Work to be completed: Extract every line in the data below that contains the word "flower". The match is case-sensitive.

::::::::

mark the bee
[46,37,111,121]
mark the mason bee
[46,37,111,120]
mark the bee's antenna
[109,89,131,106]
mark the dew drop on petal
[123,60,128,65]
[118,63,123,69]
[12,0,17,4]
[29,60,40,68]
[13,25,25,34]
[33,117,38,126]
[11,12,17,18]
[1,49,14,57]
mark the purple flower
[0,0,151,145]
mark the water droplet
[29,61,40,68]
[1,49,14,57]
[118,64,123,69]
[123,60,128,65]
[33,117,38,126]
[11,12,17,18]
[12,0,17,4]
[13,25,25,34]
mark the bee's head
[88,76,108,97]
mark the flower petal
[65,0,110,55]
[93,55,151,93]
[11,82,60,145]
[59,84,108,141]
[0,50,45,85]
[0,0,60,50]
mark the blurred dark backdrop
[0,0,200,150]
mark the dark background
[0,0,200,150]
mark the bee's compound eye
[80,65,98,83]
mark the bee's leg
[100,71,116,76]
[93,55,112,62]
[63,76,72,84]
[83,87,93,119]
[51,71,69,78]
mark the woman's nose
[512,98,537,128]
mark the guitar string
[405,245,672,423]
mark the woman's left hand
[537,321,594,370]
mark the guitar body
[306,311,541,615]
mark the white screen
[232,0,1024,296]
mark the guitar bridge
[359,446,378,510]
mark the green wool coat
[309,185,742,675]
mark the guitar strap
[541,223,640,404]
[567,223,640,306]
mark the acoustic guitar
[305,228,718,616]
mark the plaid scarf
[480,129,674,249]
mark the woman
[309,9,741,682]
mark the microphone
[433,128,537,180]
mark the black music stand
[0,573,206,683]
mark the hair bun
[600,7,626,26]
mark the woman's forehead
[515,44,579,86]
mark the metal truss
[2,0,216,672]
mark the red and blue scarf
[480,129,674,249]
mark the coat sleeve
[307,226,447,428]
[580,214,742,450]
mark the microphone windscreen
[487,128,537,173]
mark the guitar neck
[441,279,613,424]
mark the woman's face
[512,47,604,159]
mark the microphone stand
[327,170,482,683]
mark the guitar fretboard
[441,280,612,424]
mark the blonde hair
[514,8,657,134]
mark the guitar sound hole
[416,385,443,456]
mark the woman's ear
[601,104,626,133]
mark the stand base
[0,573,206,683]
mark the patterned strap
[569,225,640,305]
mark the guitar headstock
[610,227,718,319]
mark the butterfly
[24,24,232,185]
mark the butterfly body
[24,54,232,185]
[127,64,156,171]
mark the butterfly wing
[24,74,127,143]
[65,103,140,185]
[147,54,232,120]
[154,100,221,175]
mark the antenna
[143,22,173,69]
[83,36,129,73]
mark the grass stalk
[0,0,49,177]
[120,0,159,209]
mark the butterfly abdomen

::::::::

Full output:
mark the purple flower
mark the flower petal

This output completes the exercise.